● EXERCISE INSTRUCTIONS
From the records below, set down exactly the lines starting with the line that contains "like [194, 173]." and going on through the line that contains "like [23, 13].". Nothing else is wanted.

● DATA FOR ANALYSIS

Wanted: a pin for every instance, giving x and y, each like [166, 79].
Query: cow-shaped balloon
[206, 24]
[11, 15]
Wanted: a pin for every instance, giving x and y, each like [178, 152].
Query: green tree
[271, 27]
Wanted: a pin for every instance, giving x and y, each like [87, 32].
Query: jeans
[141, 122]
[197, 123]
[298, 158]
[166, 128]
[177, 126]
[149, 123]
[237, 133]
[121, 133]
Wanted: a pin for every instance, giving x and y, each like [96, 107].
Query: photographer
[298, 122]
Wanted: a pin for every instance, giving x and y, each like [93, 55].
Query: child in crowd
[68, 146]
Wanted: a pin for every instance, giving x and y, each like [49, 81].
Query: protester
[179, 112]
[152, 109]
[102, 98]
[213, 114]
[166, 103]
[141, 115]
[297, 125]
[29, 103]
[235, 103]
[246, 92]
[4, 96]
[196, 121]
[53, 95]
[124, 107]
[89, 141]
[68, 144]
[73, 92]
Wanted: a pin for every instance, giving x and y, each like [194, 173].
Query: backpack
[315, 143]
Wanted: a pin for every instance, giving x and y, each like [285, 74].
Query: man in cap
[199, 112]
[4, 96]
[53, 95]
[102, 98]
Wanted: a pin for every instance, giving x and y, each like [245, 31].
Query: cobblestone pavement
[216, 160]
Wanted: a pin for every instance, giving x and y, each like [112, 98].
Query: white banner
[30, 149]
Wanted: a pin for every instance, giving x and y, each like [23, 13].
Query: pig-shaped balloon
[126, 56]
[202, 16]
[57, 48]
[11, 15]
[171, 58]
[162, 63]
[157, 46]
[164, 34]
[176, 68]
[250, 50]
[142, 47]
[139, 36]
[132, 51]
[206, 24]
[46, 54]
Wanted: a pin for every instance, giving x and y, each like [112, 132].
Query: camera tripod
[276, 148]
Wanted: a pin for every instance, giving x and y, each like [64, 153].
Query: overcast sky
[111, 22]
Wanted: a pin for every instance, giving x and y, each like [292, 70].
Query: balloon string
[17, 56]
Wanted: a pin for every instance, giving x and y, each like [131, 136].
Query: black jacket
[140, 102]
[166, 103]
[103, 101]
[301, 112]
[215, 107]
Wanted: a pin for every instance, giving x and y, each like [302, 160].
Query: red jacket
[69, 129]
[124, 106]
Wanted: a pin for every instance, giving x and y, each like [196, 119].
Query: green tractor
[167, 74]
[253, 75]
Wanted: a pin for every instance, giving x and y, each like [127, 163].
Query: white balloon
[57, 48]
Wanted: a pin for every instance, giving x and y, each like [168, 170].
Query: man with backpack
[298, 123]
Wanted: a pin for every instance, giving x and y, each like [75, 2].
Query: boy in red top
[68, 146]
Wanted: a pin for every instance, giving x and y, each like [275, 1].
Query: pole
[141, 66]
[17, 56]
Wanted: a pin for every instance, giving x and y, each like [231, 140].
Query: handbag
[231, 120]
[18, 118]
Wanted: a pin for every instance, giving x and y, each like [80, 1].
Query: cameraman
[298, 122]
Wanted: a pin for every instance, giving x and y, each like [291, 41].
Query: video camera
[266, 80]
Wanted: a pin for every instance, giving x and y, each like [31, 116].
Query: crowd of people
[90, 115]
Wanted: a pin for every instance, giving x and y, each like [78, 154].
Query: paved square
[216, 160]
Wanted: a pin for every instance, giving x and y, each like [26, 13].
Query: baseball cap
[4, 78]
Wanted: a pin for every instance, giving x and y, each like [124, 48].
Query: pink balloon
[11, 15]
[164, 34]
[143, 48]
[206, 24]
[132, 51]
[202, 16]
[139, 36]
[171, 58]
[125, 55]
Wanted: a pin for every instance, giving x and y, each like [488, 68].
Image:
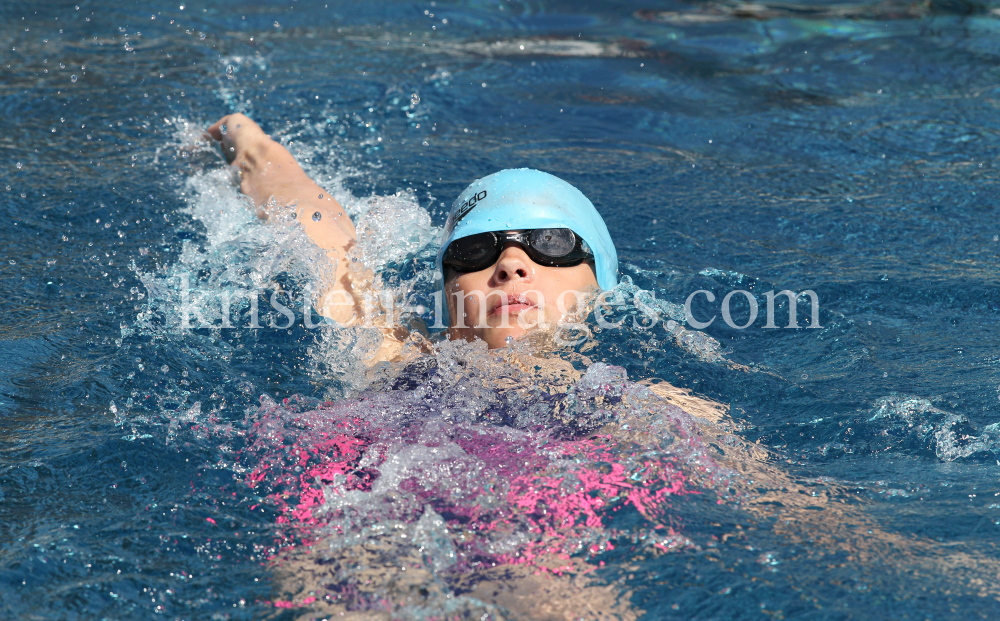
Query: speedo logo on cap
[468, 205]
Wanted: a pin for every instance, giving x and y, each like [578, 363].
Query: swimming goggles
[549, 247]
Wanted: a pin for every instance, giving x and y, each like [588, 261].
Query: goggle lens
[551, 247]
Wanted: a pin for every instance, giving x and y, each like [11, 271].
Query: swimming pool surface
[152, 471]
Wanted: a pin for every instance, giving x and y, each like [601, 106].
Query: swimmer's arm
[711, 411]
[267, 170]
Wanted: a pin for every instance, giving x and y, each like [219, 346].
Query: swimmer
[522, 247]
[523, 252]
[504, 279]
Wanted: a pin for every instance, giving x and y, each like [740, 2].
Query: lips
[510, 304]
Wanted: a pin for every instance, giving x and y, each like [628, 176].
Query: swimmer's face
[513, 296]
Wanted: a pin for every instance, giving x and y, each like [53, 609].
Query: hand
[239, 136]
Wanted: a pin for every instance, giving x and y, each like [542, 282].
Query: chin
[497, 337]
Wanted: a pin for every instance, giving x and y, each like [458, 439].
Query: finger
[215, 131]
[229, 149]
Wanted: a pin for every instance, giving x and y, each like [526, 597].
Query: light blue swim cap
[523, 198]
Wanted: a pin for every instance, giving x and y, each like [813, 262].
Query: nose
[512, 265]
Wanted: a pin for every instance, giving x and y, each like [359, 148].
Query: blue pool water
[847, 149]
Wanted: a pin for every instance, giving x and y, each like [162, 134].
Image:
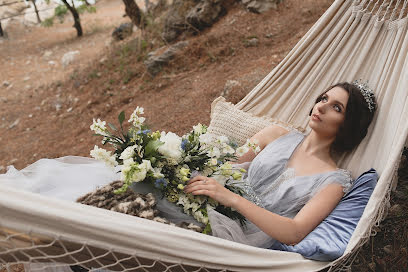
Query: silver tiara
[367, 93]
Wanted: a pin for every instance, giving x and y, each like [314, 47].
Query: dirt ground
[46, 109]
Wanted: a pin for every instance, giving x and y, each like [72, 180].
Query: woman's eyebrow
[336, 101]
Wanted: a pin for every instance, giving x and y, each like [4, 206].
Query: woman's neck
[316, 145]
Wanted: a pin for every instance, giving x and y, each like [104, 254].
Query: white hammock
[352, 40]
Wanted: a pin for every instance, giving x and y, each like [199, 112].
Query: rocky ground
[47, 108]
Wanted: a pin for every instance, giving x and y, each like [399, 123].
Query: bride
[290, 186]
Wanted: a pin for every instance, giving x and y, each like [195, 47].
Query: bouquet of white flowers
[168, 161]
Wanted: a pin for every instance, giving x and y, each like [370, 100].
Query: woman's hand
[201, 185]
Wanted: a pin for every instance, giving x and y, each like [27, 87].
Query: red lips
[316, 117]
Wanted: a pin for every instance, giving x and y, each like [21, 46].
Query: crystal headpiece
[367, 93]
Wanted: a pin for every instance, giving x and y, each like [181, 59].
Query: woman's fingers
[197, 178]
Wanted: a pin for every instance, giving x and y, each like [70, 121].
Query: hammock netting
[353, 40]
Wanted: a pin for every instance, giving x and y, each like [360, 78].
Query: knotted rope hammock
[352, 40]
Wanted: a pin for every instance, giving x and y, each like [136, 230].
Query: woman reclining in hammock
[294, 183]
[290, 186]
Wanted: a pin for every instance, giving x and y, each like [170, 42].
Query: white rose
[99, 127]
[141, 171]
[171, 148]
[198, 129]
[206, 139]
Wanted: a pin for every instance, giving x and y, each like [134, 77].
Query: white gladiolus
[222, 139]
[103, 155]
[171, 148]
[242, 150]
[157, 173]
[135, 119]
[214, 152]
[200, 217]
[227, 149]
[99, 127]
[141, 172]
[206, 139]
[128, 153]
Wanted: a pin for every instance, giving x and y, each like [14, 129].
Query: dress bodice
[275, 187]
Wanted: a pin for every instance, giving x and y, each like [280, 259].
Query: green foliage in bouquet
[168, 162]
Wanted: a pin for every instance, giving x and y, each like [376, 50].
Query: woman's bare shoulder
[269, 134]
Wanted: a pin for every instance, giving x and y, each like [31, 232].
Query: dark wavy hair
[357, 118]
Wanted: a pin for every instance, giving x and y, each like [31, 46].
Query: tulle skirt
[71, 177]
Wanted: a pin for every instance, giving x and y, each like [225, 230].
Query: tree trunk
[1, 31]
[36, 11]
[133, 11]
[77, 21]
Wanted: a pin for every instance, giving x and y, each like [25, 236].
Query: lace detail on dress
[286, 175]
[349, 180]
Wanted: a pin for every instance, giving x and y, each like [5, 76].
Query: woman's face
[329, 114]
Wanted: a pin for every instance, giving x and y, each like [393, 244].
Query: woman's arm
[263, 138]
[283, 229]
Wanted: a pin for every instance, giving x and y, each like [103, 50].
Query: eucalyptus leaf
[152, 147]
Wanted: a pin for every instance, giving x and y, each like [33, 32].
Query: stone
[13, 161]
[15, 123]
[388, 249]
[69, 57]
[47, 54]
[252, 42]
[123, 31]
[174, 22]
[205, 13]
[260, 6]
[161, 57]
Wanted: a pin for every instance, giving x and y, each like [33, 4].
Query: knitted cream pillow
[237, 125]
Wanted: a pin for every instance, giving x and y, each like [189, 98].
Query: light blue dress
[268, 183]
[272, 185]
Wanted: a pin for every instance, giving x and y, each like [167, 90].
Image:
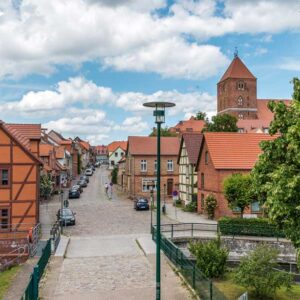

● OUTPUT
Wanted: a pin for every instance, giving x and y, each like [194, 173].
Query: backpack
[315, 143]
Wanted: a pin for every instance, giving x and y, each like [285, 74].
Query: man in cap
[199, 112]
[4, 96]
[53, 95]
[102, 98]
Wanted: a pin for every instance, giving x and y, each like [245, 31].
Query: cobblestone pavement
[216, 160]
Wanted: a pin for every instance, giving x and y, each like [112, 98].
Query: white banner
[30, 149]
Wanted: a pin for every instance, giving x and y, each like [23, 13].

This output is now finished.